*WHAT YOU SHOULD DO*
Could you transcribe all of the data exactly and skip any pictures?

*TASK MATERIAL*
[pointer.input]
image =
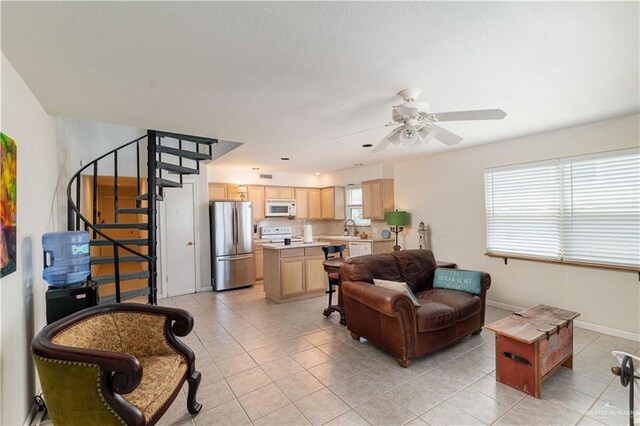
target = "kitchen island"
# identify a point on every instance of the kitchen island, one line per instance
(294, 272)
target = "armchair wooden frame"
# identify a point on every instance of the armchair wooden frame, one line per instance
(121, 373)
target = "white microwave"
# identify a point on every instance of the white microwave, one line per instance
(280, 208)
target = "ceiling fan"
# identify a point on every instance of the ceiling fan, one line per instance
(416, 125)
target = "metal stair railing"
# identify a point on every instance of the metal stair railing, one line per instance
(155, 183)
(75, 216)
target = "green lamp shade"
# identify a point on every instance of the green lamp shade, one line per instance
(397, 218)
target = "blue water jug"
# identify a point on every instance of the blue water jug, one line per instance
(66, 257)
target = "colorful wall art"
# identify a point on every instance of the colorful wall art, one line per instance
(8, 201)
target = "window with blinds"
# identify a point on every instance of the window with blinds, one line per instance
(577, 209)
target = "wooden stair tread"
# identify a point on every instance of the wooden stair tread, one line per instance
(105, 279)
(183, 153)
(101, 260)
(121, 226)
(176, 168)
(127, 242)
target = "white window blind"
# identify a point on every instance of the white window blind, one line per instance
(601, 205)
(524, 210)
(582, 209)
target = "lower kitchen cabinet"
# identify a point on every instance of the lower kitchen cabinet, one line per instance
(294, 273)
(292, 276)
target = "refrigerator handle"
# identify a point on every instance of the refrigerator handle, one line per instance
(235, 227)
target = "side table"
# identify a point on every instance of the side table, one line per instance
(531, 345)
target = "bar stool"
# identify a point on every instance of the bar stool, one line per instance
(333, 259)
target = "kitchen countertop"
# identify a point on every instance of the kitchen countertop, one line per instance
(281, 246)
(351, 238)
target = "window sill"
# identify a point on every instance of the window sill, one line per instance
(506, 256)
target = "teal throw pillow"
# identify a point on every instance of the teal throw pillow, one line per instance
(453, 279)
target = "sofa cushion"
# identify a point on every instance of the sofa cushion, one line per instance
(454, 279)
(464, 304)
(365, 268)
(399, 287)
(161, 376)
(416, 268)
(434, 316)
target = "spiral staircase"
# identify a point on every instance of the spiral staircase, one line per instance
(130, 258)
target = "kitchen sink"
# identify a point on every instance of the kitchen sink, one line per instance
(342, 238)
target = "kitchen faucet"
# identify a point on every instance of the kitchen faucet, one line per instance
(355, 230)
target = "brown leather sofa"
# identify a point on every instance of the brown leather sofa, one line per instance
(390, 320)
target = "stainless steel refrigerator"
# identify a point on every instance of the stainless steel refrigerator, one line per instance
(232, 257)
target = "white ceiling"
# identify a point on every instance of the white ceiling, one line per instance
(286, 77)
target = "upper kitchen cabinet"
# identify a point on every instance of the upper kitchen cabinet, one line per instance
(255, 194)
(279, 193)
(218, 191)
(377, 198)
(333, 203)
(302, 203)
(315, 204)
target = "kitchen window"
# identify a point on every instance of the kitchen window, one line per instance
(578, 210)
(354, 206)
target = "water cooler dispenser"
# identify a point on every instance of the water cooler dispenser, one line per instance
(66, 268)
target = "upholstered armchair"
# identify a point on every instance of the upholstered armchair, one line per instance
(390, 319)
(115, 364)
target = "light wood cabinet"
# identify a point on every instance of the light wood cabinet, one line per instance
(218, 191)
(279, 193)
(255, 194)
(315, 204)
(302, 203)
(377, 198)
(259, 256)
(294, 273)
(333, 203)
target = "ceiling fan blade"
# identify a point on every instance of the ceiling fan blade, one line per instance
(479, 114)
(445, 136)
(387, 140)
(365, 130)
(399, 112)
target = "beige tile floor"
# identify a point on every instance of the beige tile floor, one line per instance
(269, 364)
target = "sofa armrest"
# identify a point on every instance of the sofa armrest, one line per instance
(381, 299)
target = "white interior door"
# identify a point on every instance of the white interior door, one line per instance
(180, 242)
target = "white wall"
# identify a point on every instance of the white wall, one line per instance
(354, 176)
(23, 302)
(252, 177)
(447, 192)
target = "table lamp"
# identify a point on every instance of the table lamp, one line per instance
(397, 220)
(242, 191)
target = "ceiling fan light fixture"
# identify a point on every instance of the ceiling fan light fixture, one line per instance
(428, 133)
(409, 135)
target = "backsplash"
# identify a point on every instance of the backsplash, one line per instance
(322, 227)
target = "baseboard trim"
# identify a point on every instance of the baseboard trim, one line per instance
(582, 324)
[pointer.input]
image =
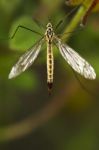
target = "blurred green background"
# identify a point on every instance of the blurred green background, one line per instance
(29, 117)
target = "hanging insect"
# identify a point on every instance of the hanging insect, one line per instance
(73, 58)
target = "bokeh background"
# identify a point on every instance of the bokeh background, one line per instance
(29, 117)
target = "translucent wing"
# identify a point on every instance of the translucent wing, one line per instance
(76, 61)
(26, 60)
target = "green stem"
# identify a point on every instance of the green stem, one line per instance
(77, 19)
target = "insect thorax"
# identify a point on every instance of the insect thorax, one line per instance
(49, 32)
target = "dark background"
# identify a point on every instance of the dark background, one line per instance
(29, 117)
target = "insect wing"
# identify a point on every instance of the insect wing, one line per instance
(76, 61)
(26, 60)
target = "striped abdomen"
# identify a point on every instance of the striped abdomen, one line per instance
(50, 66)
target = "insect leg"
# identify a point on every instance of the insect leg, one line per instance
(23, 27)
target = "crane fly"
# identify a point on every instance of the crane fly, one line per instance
(77, 63)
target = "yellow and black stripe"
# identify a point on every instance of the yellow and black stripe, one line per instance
(50, 66)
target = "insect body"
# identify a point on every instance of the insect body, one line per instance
(79, 64)
(50, 60)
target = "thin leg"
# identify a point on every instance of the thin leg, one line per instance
(39, 23)
(62, 20)
(20, 26)
(72, 32)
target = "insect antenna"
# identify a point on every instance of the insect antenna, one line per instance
(64, 18)
(39, 23)
(84, 19)
(16, 30)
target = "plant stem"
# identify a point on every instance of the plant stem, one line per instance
(77, 19)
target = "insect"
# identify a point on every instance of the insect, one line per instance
(77, 63)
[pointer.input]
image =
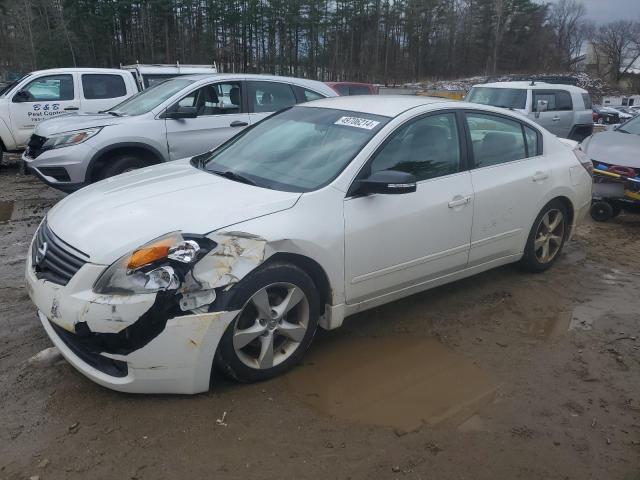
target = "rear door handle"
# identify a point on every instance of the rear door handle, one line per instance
(458, 201)
(539, 176)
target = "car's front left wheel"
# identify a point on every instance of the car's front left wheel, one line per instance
(275, 326)
(547, 237)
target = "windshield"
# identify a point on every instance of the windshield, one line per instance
(149, 99)
(631, 126)
(5, 88)
(498, 97)
(299, 150)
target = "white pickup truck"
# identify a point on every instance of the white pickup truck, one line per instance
(44, 94)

*WORKED SOLUTION*
[pointer.input]
image =
target = "kitchen island"
# identify a point on every instance of the kitchen island, one line per instance
(294, 272)
target = "armchair wooden frame"
# identify a point on every instance of the armchair wooden frame, one line per instance
(121, 373)
target = "white microwave"
# identify a point on every instance of the white microwave, one line per instance
(280, 208)
target = "ceiling fan"
# identify a point on every instance of the ceiling fan, one line per instance
(416, 125)
target = "metal stair railing"
# identify a point on every instance of the metal stair railing, one line per instance
(155, 183)
(75, 216)
target = "green lamp shade"
# identify a point on every instance of the green lamp shade, one line per instance
(397, 218)
target = "blue water jug"
# identify a point on every instance of the blue water jug, one line per instance
(66, 257)
target = "colorful wall art"
# identify a point on every instance of the colorful wall art, one line per instance
(8, 201)
target = "window with blinds"
# identify a point on every instance of the window with blinds, one line per instance
(577, 209)
target = "wooden stair tread"
# identify a point on every instance of the wooden stair tread, one line per instance
(105, 279)
(183, 153)
(101, 260)
(121, 226)
(176, 168)
(127, 242)
target = "white window blind"
# identify a point on every instance of the white window blind, one line per instance
(601, 205)
(524, 210)
(582, 209)
target = "lower kitchen cabinet"
# identify a point on every instance of the lower kitchen cabinet, one line per instance
(294, 273)
(292, 276)
target = "refrigerator handle"
# identify a point on every instance of the refrigerator handle, one line per instance
(235, 227)
target = "side table"
# identify a point on every instance of the side table, one line per instance
(531, 345)
target = "bar stool"
# identify a point on every instance of the bar stool, one line per instance
(333, 259)
target = "kitchen countertop"
# identify a point on every instance of the kitchen countertop, one line per instance
(281, 246)
(351, 238)
target = "window sill"
# identify a point on every instance of the window sill, one line per instance
(506, 256)
target = "teal throw pillow"
# identify a point on every instance of the teal throw pillow, one line per instance
(453, 279)
target = "sofa cushion"
# identify a point on every instance of the sofa cushion, one line per instance
(454, 279)
(464, 304)
(365, 268)
(399, 287)
(161, 376)
(416, 268)
(434, 316)
target = "spiral staircase"
# identify a point on every instance of the spiral staircase, one line per instance
(130, 258)
target = "kitchen sink"
# identify a point on every instance of the kitchen sink, one line per instance
(342, 238)
target = "kitchen faucet"
# identify a point on every instance of the kitchen faucet, one line per instance
(355, 230)
target = "brown leather sofa"
# identify a point on every instance of the brown leather sofa, one line per instance
(390, 320)
target = "stainless steel refrigerator"
# identify a point on every instance of the stainless steel refrigerator, one line per instance
(232, 257)
target = "white ceiling"
# identify a point on every instance of the white ceiling, one line per instance
(286, 77)
target = "upper kitchen cabinet"
# identify a point on every instance of the upper kitchen cabinet, one line per instance
(255, 194)
(279, 193)
(218, 191)
(377, 198)
(333, 203)
(302, 203)
(315, 204)
target = "kitchen window"
# identify a point on every instance of the kitchen window, one line per instance
(578, 210)
(354, 206)
target = "water cooler dispenser"
# identify a point on every instance of the water cooler dispenser, one line per instance
(66, 268)
target = "upholstered armchair"
# identify a point on every instance of the upholstered armchair, one line per instance
(390, 319)
(115, 364)
target = "light wood cabinet"
# identify a point on every instance of the light wood cabinet, one line per instance
(218, 191)
(279, 193)
(255, 194)
(315, 204)
(302, 203)
(377, 198)
(259, 256)
(294, 273)
(333, 203)
target = "ceiling fan blade"
# identify a point on every instance of the ceiling fan blade, one line per instance
(479, 114)
(445, 136)
(387, 140)
(365, 130)
(399, 112)
target = "beige tile floor"
# identify a point on every instance of the beige tile floor, one line per instance
(269, 364)
target = "sofa armrest"
# identify a point on every instance of the sofa armrest, one line per instance
(381, 299)
target = "white interior door"
# identify a point on every instance of the white interior door, one line per instance
(180, 242)
target = "white wall"
# identify a point on every instance of the white wall, one line per instance
(354, 176)
(23, 302)
(252, 177)
(447, 192)
target = "table lamp"
# identify a point on every instance of the table lamp, one line per instance
(397, 220)
(242, 191)
target = "ceiling fan light fixture"
# identify a point on every instance of the ceiling fan light fixture, one line per instance
(428, 133)
(409, 135)
target = "backsplash"
# identify a point on every instance of the backsplash, one line per instance
(322, 227)
target = "baseboard trim"
# identify a point on every instance of the baseboard trim, one line per instance
(582, 324)
[pointer.input]
image =
target = "blurred green background"
# identify a point on every instance of the blurred green background, one line per instance
(29, 117)
target = "hanging insect"
# identify a point on every instance of the hanging insect, one line per instance
(73, 58)
target = "bokeh background"
# identify a point on every instance of the bokeh background, one line per instance
(29, 117)
target = "translucent wing"
# identify a point on every instance of the translucent wing, one line per instance
(76, 61)
(26, 60)
target = "green stem"
# identify a point on every instance of the green stem, one line per instance
(77, 19)
target = "insect thorax"
# identify a point on every instance of the insect thorax, one line per instance
(49, 32)
target = "dark background"
# identify a point on every instance of the dark background, one line per instance
(29, 117)
target = "insect wing"
# identify a point on every instance of the insect wing, one line per instance
(76, 61)
(26, 60)
target = "striped abdomen"
# identify a point on every instance of the striped abdomen, one line per instance
(50, 66)
target = "insect leg"
# identify a point on every instance of the insect leg, one line per instance
(23, 27)
target = "crane fly"
# identify a point on every instance of the crane fly, one line per instance
(77, 63)
target = "yellow and black stripe"
# identify a point on every instance of the yellow and black stripe, one line per instance
(50, 66)
target = "insect body"
# identify a point on every instance of the insect body, one line per instance
(79, 64)
(50, 60)
target = "thin leg"
# identify a point on every instance of the thin leg, one line per instance
(39, 23)
(62, 20)
(20, 26)
(72, 32)
target = "insect antenna"
# identify a point on every instance of the insect antenna, one line per instance
(64, 18)
(39, 23)
(84, 19)
(16, 30)
target = "plant stem"
# identify a point on every instance of the plant stem, one line per instance
(77, 19)
target = "insect"
# identify a point on every instance of the insect, one line per instance
(77, 63)
[pointer.input]
image =
target = "rear door handle"
# identify a point on every instance of the rear door handle, one line per instance
(458, 201)
(539, 176)
target = "car's front left wheel"
# identify a point on every instance of the car's front left wheel, one line per instance
(275, 326)
(547, 237)
target = "windshield"
# identify a point on every instance of the windshield, one line per instance
(149, 99)
(631, 126)
(5, 88)
(498, 97)
(299, 150)
target = "white pickup truck"
# identify a point on every instance of the white pickup truck, one line per instance
(44, 94)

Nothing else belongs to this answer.